#### [EXERCISE REQUIREMENTS]
Set down each line of the data exactly, but not the pictures.

#### [STUDY MATERIAL]
+++
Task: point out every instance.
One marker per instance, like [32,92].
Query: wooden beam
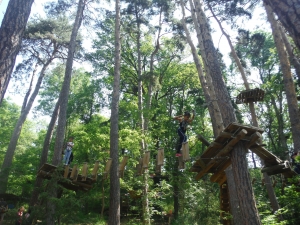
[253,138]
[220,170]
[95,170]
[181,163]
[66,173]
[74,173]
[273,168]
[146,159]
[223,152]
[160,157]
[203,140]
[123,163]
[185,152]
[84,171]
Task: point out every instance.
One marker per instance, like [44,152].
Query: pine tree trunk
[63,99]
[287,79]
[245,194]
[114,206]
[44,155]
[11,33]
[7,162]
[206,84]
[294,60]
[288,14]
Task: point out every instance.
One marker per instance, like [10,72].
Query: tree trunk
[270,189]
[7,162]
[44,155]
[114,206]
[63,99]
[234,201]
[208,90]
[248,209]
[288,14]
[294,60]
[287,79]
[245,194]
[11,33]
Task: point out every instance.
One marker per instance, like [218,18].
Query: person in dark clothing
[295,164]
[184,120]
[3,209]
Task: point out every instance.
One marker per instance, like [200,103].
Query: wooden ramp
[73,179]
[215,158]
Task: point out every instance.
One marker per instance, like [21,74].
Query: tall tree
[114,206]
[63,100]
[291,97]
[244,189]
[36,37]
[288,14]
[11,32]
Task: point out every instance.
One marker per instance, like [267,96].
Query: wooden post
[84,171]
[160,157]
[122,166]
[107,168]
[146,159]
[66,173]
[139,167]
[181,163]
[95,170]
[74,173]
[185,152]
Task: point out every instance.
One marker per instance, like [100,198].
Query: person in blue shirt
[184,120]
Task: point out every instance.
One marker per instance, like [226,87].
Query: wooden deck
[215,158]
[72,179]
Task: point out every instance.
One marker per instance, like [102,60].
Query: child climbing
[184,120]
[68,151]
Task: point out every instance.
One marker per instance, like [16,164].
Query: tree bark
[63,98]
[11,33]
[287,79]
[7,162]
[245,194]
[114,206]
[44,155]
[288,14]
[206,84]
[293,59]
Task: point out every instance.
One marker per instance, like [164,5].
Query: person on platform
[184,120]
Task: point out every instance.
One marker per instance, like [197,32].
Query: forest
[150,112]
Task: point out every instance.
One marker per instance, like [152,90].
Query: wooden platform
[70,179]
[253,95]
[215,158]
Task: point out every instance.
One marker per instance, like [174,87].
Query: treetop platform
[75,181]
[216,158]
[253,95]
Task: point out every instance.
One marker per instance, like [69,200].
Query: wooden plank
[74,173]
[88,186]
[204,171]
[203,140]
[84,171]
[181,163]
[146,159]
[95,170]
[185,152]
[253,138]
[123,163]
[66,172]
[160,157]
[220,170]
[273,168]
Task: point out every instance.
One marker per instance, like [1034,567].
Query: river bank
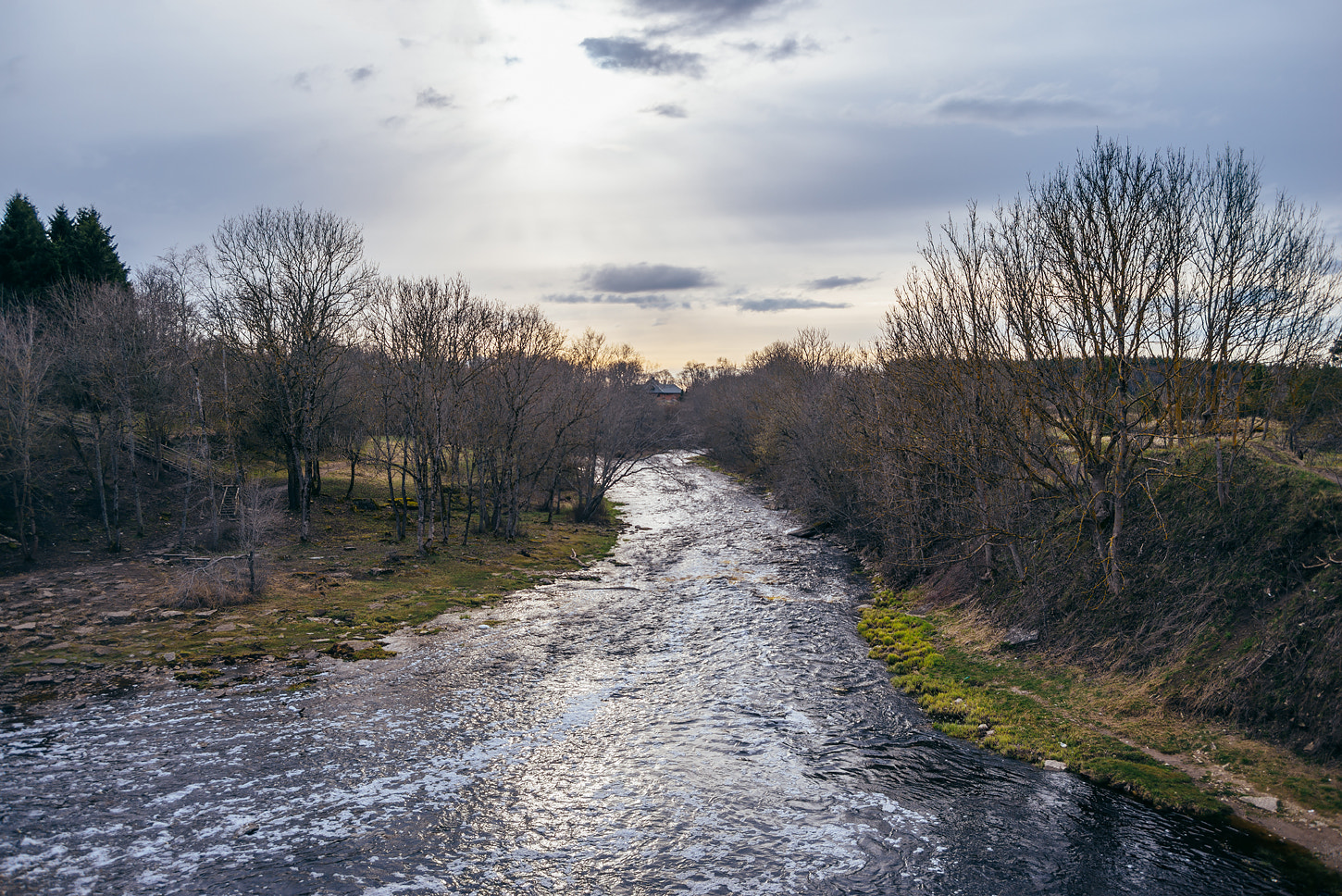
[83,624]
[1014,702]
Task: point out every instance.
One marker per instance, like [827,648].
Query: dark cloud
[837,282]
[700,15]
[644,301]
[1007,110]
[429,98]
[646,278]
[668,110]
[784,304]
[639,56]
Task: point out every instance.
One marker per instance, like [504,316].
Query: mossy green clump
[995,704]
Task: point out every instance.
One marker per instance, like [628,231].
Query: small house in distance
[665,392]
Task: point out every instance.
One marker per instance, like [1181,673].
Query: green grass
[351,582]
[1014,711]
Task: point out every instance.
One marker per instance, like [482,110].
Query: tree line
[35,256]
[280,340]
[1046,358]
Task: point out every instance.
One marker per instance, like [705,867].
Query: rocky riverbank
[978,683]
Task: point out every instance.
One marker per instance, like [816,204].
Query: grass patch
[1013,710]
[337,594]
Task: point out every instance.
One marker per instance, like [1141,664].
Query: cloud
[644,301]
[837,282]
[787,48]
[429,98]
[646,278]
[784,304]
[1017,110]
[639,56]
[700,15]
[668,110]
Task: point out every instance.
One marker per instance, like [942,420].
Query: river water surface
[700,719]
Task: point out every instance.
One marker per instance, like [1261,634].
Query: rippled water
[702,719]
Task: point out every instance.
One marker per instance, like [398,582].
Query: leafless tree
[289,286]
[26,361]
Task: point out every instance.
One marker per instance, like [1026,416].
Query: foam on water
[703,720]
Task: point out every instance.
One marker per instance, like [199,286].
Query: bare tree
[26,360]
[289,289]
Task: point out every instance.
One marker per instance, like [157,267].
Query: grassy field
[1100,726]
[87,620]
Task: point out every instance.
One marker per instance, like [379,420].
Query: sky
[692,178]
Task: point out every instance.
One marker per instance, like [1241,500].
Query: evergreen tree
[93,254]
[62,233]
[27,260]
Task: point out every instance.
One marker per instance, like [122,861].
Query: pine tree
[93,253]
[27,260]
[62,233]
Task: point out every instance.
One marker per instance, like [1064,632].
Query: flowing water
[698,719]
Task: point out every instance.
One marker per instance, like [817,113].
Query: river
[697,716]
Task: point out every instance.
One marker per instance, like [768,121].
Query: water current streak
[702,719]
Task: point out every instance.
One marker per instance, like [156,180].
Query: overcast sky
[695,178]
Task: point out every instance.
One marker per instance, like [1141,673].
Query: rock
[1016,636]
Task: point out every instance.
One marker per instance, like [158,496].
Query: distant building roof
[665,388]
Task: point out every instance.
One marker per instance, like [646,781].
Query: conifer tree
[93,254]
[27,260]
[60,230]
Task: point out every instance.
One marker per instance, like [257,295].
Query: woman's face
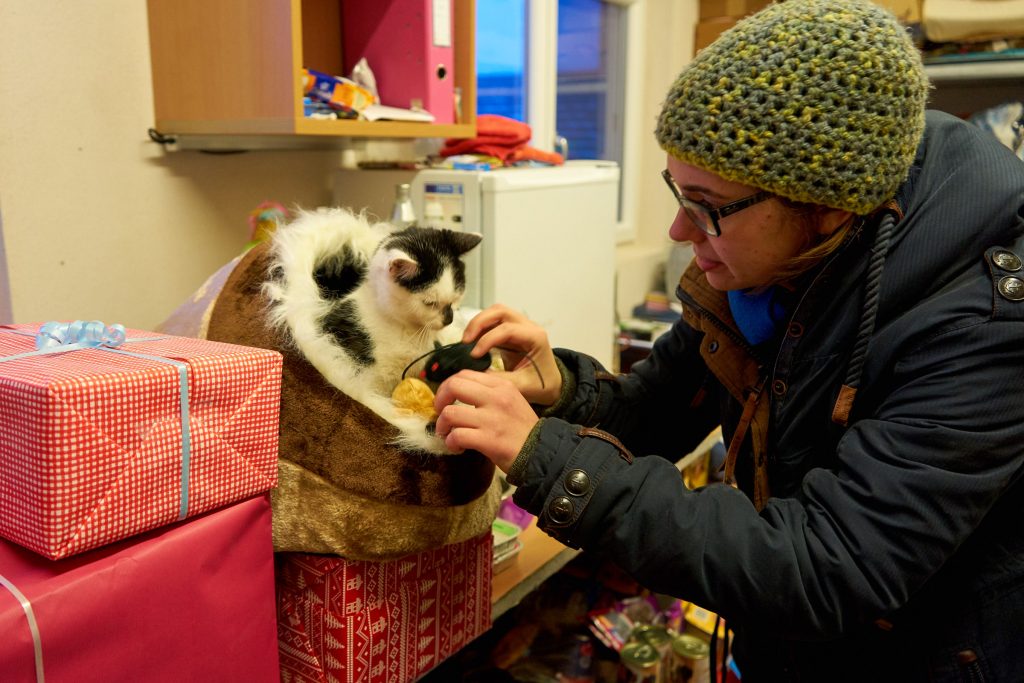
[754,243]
+++
#### [EXERCISE SOLUTION]
Task: point out every instance.
One marker per instance, like [32,92].
Query: wooden beam
[253,138]
[220,170]
[95,170]
[181,163]
[66,173]
[74,173]
[273,168]
[146,159]
[223,152]
[160,157]
[203,140]
[123,163]
[185,152]
[84,171]
Task: point out every instance.
One marker per instance, like [44,152].
Query: pine tree trunk
[63,99]
[287,79]
[245,194]
[114,206]
[44,155]
[11,33]
[7,162]
[206,84]
[294,60]
[288,14]
Task: point out every instance.
One marker per instance, like [10,72].
Query: tree trunk
[270,189]
[7,162]
[44,155]
[114,206]
[63,99]
[234,201]
[208,90]
[248,209]
[288,14]
[294,60]
[287,79]
[245,194]
[11,33]
Task: point out every instance.
One marker per instance, like [218,18].
Query: person in dark clothing
[295,164]
[184,120]
[3,209]
Task: point out every instance.
One marker per instance, like [200,103].
Query: wooden ramp
[73,179]
[215,158]
Task: point out every instance.
One marker per instance, like [21,74].
Query: tall tree
[114,206]
[63,100]
[291,97]
[244,189]
[36,37]
[288,14]
[11,32]
Task: point out every instance.
One marker per instance, like [267,96].
Query: wooden post
[84,171]
[160,157]
[122,166]
[107,168]
[146,159]
[66,173]
[139,167]
[181,163]
[95,170]
[74,173]
[185,152]
Task: point out every instance.
One marker per instance, like [100,198].
Query: person in blue shirt
[184,120]
Task: point out every instance.
One marker per instance, like [226,87].
Query: wooden deck
[215,158]
[72,179]
Task: point out every instance.
One marker per instance, like [102,60].
Query: child climbing
[184,120]
[68,151]
Task: point out every instance.
One marker per instance, like [16,164].
Query: tree bark
[63,98]
[11,33]
[287,79]
[7,162]
[245,194]
[114,206]
[44,155]
[288,14]
[206,84]
[293,59]
Task: point out every instance.
One marker per instance, like [164,5].
Query: person on platform
[184,120]
Task: point out every instance.
One marker per instance, like [197,32].
Query: forest
[150,112]
Task: point out every instance.
One marker per instance, like [152,90].
Query: wooden platform
[70,179]
[253,95]
[215,158]
Task: point out every instance.
One marker per instance, like [174,87].
Query: treetop platform
[75,181]
[216,158]
[253,95]
Task: point out every instance.
One marker per instance, like [69,200].
Query: wooden plank
[74,173]
[88,186]
[204,171]
[203,140]
[84,171]
[181,163]
[146,159]
[95,170]
[185,152]
[253,138]
[123,163]
[66,172]
[160,157]
[220,170]
[273,168]
Task: point out every instance.
One marker per instance, like [1034,567].
Query: river bank
[83,624]
[1014,702]
Task: point out every instance.
One marker per instance, like [827,648].
Query: dark cloud
[837,282]
[700,15]
[644,301]
[1007,110]
[429,98]
[646,278]
[668,110]
[784,304]
[639,56]
Task: point out every instance.
One marker per instance, like [504,316].
Query: mossy green clump
[995,704]
Task: point out every instance.
One marker per instance, like [628,231].
Query: small house in distance
[665,392]
Task: point out every instance.
One marker per instance, like [1181,673].
Query: green grass
[351,582]
[1014,711]
Task: point out every instance.
One marker per instance, like [482,110].
Query: tree line
[35,256]
[280,340]
[1046,358]
Task: point out every instance.
One marker per instance, like [705,867].
Query: rocky riverbank
[978,683]
Task: point out every instance.
One marker per instance, like [816,204].
Query: grass patch
[1013,710]
[337,594]
Task: point out every instance.
One marker per instance, like [1141,664].
Query: cloud
[644,301]
[837,282]
[787,48]
[429,98]
[646,278]
[784,304]
[1017,110]
[639,56]
[700,15]
[668,110]
Task: point out every instance.
One marker per instance, like [942,420].
Query: river water surface
[700,719]
Task: point out every instance.
One marker per instance, like [1261,634].
Query: rippled water
[702,719]
Task: point out every instance.
One marker per instance, like [398,582].
Query: leafless tree
[289,286]
[26,361]
Task: point out every instance.
One marker per instance, like [1026,416].
Query: foam on water
[703,720]
Task: point out every instance.
One marker per instance, like [199,286].
Query: bare tree
[26,360]
[289,289]
Task: point out every instance.
One marker per instance, like [157,267].
Query: grassy field
[1100,726]
[87,620]
Task: point out every instance.
One marker per instance, like [379,420].
Query: sky
[692,178]
Task: point out every instance.
One marker per instance, like [1241,500].
Query: evergreen tree
[93,254]
[62,233]
[27,260]
Task: point out every instance.
One marker per instance, like [122,861].
Query: pine tree
[93,253]
[27,260]
[62,233]
Task: point out every instance.
One marker per instance, like [1064,632].
Query: flowing water
[698,719]
Task: point out every instance.
One marker per instance, like [817,113].
Query: river
[697,716]
Task: point out every instance.
One marker per instance, like [768,121].
Query: water current streak
[702,719]
Task: point out every instance.
One marker per instance, like [156,180].
Query: overcast sky
[695,178]
Task: point out every instance.
One marker per instance, like [1141,673].
Query: rock
[1016,636]
Task: point out every instance.
One marker per instance, like [158,496].
Query: distant building roof
[665,388]
Task: point out every instance.
One marker per instance, like [646,781].
Query: conifer tree
[93,254]
[27,260]
[60,230]
Task: point out every instance.
One marker per instance, like [257,295].
Query: woman's face
[754,243]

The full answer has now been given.